THE PROBLEM = From the first line to the last, copy the listing exactly and omit the images.

* * * * * * * * *

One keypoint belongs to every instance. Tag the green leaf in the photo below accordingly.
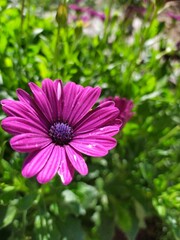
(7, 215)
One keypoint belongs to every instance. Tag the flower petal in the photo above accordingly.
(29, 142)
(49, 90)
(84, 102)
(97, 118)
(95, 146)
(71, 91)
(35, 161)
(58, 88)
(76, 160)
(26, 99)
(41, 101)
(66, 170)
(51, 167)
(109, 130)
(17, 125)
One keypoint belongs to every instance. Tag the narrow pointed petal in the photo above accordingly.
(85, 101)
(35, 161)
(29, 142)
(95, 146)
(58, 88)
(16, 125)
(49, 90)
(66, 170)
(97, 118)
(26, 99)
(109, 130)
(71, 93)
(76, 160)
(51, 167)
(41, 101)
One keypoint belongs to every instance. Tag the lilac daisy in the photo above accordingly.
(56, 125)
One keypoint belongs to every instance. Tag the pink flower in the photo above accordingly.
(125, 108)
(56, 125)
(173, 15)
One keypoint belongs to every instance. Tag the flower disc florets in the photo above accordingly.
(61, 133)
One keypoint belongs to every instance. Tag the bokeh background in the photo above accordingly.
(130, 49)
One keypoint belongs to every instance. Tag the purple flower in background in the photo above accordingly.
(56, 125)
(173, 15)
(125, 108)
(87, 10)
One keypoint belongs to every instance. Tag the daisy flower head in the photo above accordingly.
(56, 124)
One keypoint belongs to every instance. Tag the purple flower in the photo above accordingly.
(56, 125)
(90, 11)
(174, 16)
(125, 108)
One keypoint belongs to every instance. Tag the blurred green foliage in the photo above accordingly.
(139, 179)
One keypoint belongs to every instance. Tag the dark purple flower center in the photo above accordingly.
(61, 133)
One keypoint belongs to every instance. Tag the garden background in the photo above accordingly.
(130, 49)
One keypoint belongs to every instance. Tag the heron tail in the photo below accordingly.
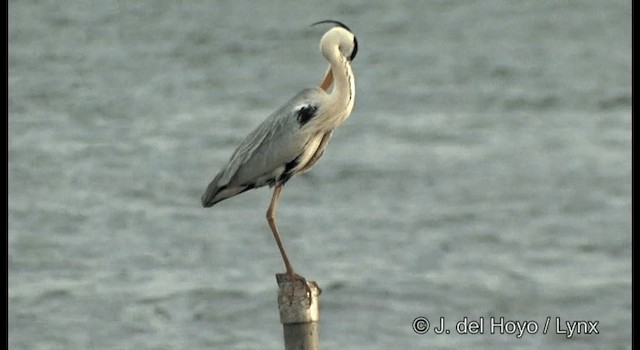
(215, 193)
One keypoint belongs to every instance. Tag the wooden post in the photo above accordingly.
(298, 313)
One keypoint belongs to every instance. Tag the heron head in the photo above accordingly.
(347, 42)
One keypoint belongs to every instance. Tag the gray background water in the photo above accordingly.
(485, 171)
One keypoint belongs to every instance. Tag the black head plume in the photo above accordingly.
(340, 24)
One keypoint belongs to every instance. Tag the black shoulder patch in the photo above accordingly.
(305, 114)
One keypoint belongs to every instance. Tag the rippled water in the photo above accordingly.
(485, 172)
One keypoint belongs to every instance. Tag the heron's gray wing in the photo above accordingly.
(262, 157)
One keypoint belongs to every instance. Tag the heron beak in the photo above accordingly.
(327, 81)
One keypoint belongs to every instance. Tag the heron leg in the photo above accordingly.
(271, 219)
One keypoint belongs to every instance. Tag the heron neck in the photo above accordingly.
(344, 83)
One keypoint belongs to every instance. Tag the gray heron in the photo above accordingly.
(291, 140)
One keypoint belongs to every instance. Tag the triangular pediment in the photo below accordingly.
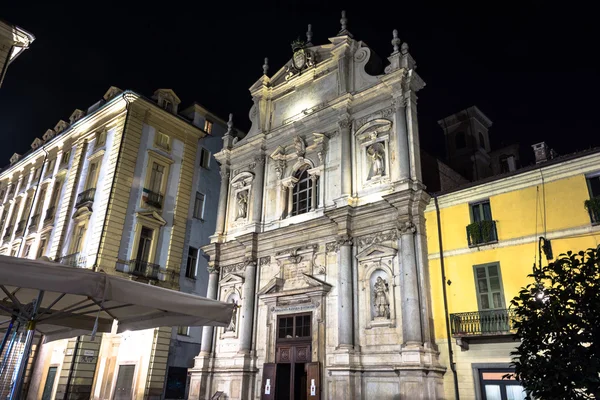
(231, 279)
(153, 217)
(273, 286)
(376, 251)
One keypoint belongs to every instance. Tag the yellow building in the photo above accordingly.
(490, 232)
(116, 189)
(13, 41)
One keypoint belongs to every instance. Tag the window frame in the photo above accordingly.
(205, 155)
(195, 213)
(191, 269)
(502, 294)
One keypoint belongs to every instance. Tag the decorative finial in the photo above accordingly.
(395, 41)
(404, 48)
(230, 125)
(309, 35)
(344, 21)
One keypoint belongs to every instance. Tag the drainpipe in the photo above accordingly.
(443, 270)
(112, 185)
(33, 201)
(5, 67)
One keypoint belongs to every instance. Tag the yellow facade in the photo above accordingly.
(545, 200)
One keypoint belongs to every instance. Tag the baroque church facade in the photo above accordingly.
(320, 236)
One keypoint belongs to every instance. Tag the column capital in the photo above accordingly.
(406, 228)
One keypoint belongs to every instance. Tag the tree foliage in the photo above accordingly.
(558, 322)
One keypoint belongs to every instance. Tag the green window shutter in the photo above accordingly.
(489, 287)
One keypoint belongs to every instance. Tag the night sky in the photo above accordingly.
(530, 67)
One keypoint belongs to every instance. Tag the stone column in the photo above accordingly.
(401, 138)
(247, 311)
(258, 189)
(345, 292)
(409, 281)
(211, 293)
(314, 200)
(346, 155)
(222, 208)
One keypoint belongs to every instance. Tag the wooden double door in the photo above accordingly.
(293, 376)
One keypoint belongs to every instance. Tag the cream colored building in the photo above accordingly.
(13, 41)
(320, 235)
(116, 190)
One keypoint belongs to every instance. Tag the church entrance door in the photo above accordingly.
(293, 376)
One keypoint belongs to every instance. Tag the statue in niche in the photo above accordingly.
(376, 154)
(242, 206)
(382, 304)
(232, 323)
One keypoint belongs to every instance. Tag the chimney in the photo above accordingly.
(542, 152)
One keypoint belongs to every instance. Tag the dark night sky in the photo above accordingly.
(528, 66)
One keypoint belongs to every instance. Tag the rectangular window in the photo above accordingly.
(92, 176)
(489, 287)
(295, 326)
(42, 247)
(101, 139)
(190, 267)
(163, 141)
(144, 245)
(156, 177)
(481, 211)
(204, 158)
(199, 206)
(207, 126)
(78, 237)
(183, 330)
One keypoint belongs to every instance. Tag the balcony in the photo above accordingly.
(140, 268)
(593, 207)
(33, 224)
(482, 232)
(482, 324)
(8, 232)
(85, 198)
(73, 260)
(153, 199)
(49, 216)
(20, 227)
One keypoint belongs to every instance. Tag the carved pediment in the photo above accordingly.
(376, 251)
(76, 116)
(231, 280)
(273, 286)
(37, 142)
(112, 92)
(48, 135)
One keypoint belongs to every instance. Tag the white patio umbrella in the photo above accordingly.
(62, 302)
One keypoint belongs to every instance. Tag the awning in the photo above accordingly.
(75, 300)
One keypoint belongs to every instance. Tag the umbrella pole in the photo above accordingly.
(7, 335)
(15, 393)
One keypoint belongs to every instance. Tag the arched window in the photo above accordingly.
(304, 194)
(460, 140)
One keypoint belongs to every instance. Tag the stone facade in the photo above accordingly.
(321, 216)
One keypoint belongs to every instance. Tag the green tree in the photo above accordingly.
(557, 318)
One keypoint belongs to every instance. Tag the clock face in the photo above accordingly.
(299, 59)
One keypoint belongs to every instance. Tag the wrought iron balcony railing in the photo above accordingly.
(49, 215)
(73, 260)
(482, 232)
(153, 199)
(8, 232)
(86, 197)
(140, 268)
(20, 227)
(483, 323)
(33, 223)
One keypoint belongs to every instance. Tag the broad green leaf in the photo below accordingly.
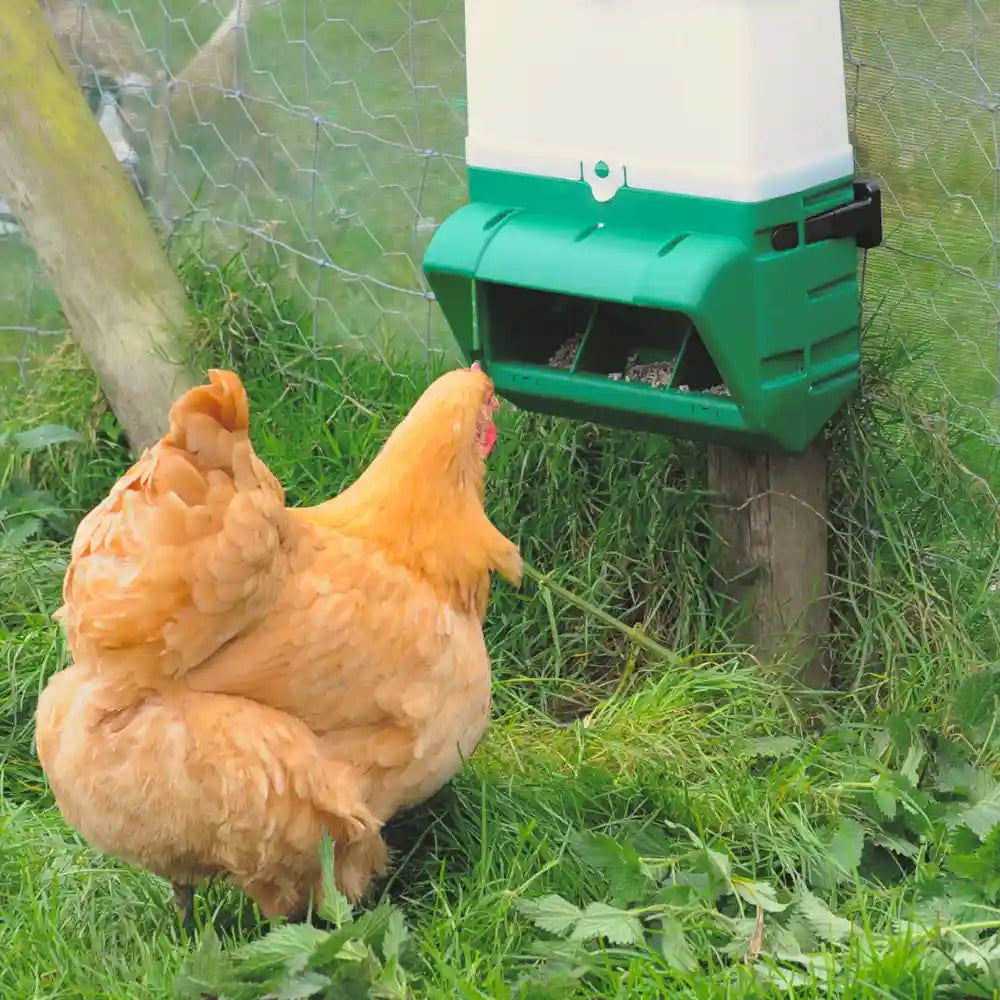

* * * * * * * * *

COMPLETED TASK =
One keypoint belongs to every instance. Tag the green leaf in the photo below accordingly.
(7, 215)
One keypoint belongs to every instance. Tag the flower petal in the photo above accordingly.
(29, 142)
(49, 90)
(84, 102)
(97, 118)
(95, 146)
(71, 91)
(35, 161)
(58, 88)
(76, 160)
(26, 99)
(41, 101)
(66, 170)
(51, 167)
(109, 130)
(17, 125)
One keypoint belongs to every instance. Tag the narrow pointed petal in the photo above accordingly.
(85, 101)
(35, 161)
(29, 142)
(95, 146)
(58, 88)
(16, 125)
(49, 90)
(66, 170)
(97, 118)
(26, 99)
(109, 130)
(71, 93)
(76, 160)
(51, 167)
(41, 101)
One keypoint belongs to every instance. Tag the lilac daisy in the photo above accordingly.
(56, 125)
One keypoint belongs to every instance. Tag the pink flower in the photo above accordingly.
(125, 108)
(56, 125)
(173, 15)
One keypoint belongs to every instance. Tag the flower disc florets in the photo above accordingly.
(61, 133)
One keypoint belongs to every instance. Tag the bokeh background in the photo above accordingly.
(130, 49)
One keypoint belongs to every instance. Tag the purple flower in background in the photo above accordingly.
(56, 125)
(173, 15)
(125, 108)
(87, 10)
One keypoint belongs to every instance. Tag the daisy flower head in the photo above accordingly.
(56, 124)
One keypoint belongs to every instance. Tag the purple flower in the photo above accordingly.
(56, 125)
(90, 11)
(174, 16)
(125, 108)
One keypoint belongs to every instance. Tag the blurred green foliage in the photo above accordingly.
(139, 179)
One keypoint belongs to every instance. Tag the dark purple flower center in the photo above accordingly.
(61, 133)
One keypoint belongs to every instance. Tag the garden background in the photo above accordingly.
(130, 49)
One keypoint belongs to every instance. Tag the heron tail in the photo below accordingly.
(215, 193)
One keypoint belongs to every instance. Tag the wooden post in the photo above accordingly.
(298, 313)
One keypoint belongs to every instance. Tag the heron head in the photo above accordingly.
(347, 42)
One keypoint belongs to every instance. Tag the gray background water in the photo above accordingly.
(485, 171)
One keypoint belongs to every instance. Tag the black head plume in the photo above accordingly.
(340, 24)
One keypoint belongs to every instance. Tag the black shoulder patch in the photo above accordingly.
(305, 114)
One keypoint belongs to every instance. Tag the rippled water in the photo above accordingly.
(485, 172)
One keypoint belongs to every instance. Tag the heron's gray wing in the photo above accordingly.
(262, 157)
One keypoint belongs to every instance. Tag the heron beak in the photo above accordingly.
(327, 81)
One keypoint belongs to every instance. Tag the heron leg in the photo above accordingly.
(271, 219)
One keypoint belongs to every instance. Tag the heron neck in the photo above accordingly.
(344, 83)
One keypoint belongs to every instance. Tag the gray heron in the photo above accordingly.
(291, 140)
One keypoint belongs to every instance. Tag the triangular pediment in the photo below accordingly.
(231, 279)
(153, 217)
(273, 286)
(376, 251)
One keypoint belongs to every instance. Tag the yellow building in the photo above accordingly.
(490, 232)
(116, 189)
(13, 41)
One keypoint belongs to every instance. Tag the window frame in the photo above accordingly.
(205, 155)
(195, 213)
(191, 269)
(502, 294)
One keypoint belongs to every instance. Tag the decorative finial in the photo above accordingly.
(395, 41)
(404, 48)
(230, 125)
(309, 35)
(344, 21)
One keypoint belongs to every instance. Tag the drainpipe in the photo above accordingly.
(443, 270)
(112, 185)
(33, 201)
(5, 67)
One keypoint belongs to every instance. Tag the yellow facade in the photo above accordingly.
(545, 200)
One keypoint belongs to every instance. Tag the baroque church facade in the photo above accordingly.
(320, 236)
One keypoint belongs to every instance. Tag the column capital in the photo above accordingly.
(406, 228)
One keypoint belongs to every instance. Tag the tree foliage in the photo above accordingly.
(558, 322)
One keypoint belongs to every instance. Tag the green window shutter in the photo above accordingly.
(489, 287)
One keypoint belongs to every instance. Tag the night sky in the photo above accordingly.
(530, 67)
One keypoint belongs to every instance. Tag the stone column in the photo above accordingly.
(401, 138)
(247, 311)
(258, 189)
(345, 292)
(409, 281)
(211, 293)
(314, 200)
(346, 155)
(222, 208)
One keypoint belongs to every instance. Tag the wooden double door in the photo above accordingly.
(293, 376)
One keypoint belongs to every instance. Tag the cream colored building in the photo above accordingly.
(13, 41)
(320, 235)
(116, 190)
One keypoint belongs to every instance. Tag the church entrance door in the photo above accordingly.
(293, 376)
One keypoint belongs to every instance. Tag the statue in niche in the photo above accordingly.
(376, 154)
(242, 206)
(382, 304)
(232, 323)
One keypoint belongs to every instance. Tag the chimney in the photo above accordingly.
(542, 152)
One keypoint belongs to every instance. Tag the dark night sky in the photo above accordingly.
(528, 66)
One keypoint belongs to every instance. Tag the rectangular window in the photo above accordingly.
(92, 176)
(489, 287)
(295, 326)
(42, 247)
(101, 139)
(190, 267)
(163, 141)
(144, 245)
(156, 177)
(481, 211)
(204, 158)
(199, 206)
(207, 126)
(78, 237)
(183, 330)
One keypoint belongs to every instance. Tag the balcony in the photo above accordingly.
(140, 268)
(593, 207)
(33, 224)
(482, 232)
(482, 324)
(8, 232)
(85, 198)
(73, 260)
(153, 199)
(49, 216)
(20, 227)
One keypoint belongs to every instance. Tag the carved pediment in the photo above accordingly.
(376, 251)
(76, 116)
(231, 280)
(273, 286)
(37, 142)
(112, 92)
(48, 135)
One keypoint belongs to every instance. Tag the white patio umbrella in the photo above accordingly.
(62, 302)
One keypoint belongs to every instance. Tag the awning in the photo above accordingly.
(75, 300)
One keypoint belongs to every instance. Tag the umbrella pole in the photo above accordingly.
(7, 335)
(15, 393)
One keypoint belongs to every instance. Tag the arched window in the photo above accordingly.
(304, 194)
(460, 140)
One keypoint belongs to every instance. Tag the stone facade in the photo above accordingly.
(321, 216)
One keypoint belongs to every instance. Tag the green tree in the photo above accordingly.
(557, 318)
One keypoint belongs to every instance. Tag the clock face in the photo above accordingly.
(299, 59)
One keypoint belongs to every instance. Tag the wrought iron balcony railing in the photo above accordingly.
(49, 215)
(73, 260)
(482, 232)
(153, 199)
(8, 232)
(86, 197)
(140, 268)
(20, 227)
(483, 323)
(33, 223)
One keypoint belongs to every instance. Tag the broad green leaf in the photo below accordingly.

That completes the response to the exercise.